■ What you are asked to do
Reproduce the records below with every "man with backpack" swapped for "hiker with rucksack" and nothing else changed. Leave the pictures out of your answer.

■ Records shown
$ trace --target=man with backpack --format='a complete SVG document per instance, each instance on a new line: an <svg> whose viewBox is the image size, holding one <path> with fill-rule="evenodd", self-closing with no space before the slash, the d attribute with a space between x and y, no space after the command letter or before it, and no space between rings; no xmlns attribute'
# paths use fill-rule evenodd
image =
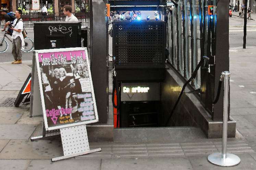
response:
<svg viewBox="0 0 256 170"><path fill-rule="evenodd" d="M8 21L12 23L14 20L16 18L15 17L15 13L13 12L8 12L7 11L3 10L1 11L1 14L4 16L5 23L7 23ZM2 31L3 31L5 30L7 26L7 25L5 25L3 27L3 29L2 30ZM11 35L12 34L13 32L13 30L11 29L10 28L9 28L7 30L7 33Z"/></svg>
<svg viewBox="0 0 256 170"><path fill-rule="evenodd" d="M21 64L22 53L21 47L25 45L24 38L22 35L23 29L23 24L21 16L22 14L22 11L21 10L17 10L15 13L16 19L13 21L13 23L10 26L11 29L13 32L12 36L12 54L13 56L14 61L12 62L12 64ZM9 21L6 23L6 25L10 25L11 22Z"/></svg>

■ Right answer
$ trace --target=hiker with rucksack --format='a complete SVG document per instance, each instance on a new line: an <svg> whose viewBox is the image size, holding one <path> with fill-rule="evenodd", self-closing with no space before the slash, the d attribute with a space between x and y, no space after the command letter or before it, and no space between rings; no xmlns attribute'
# paths use fill-rule evenodd
image =
response:
<svg viewBox="0 0 256 170"><path fill-rule="evenodd" d="M8 21L12 23L14 20L16 18L15 17L15 13L13 12L8 12L7 11L3 10L1 11L1 14L4 16L5 23L7 23ZM2 31L3 31L5 30L7 26L7 25L5 25L3 27L3 29L2 30ZM11 35L12 34L13 32L13 30L11 29L10 28L9 28L7 30L7 33Z"/></svg>
<svg viewBox="0 0 256 170"><path fill-rule="evenodd" d="M21 64L22 53L21 47L25 45L24 38L22 35L23 29L23 24L21 16L22 14L22 11L21 10L17 10L15 13L16 19L13 21L13 23L10 26L11 29L13 32L12 36L12 54L13 56L14 61L12 62L12 64ZM9 21L6 23L6 25L10 25L11 22Z"/></svg>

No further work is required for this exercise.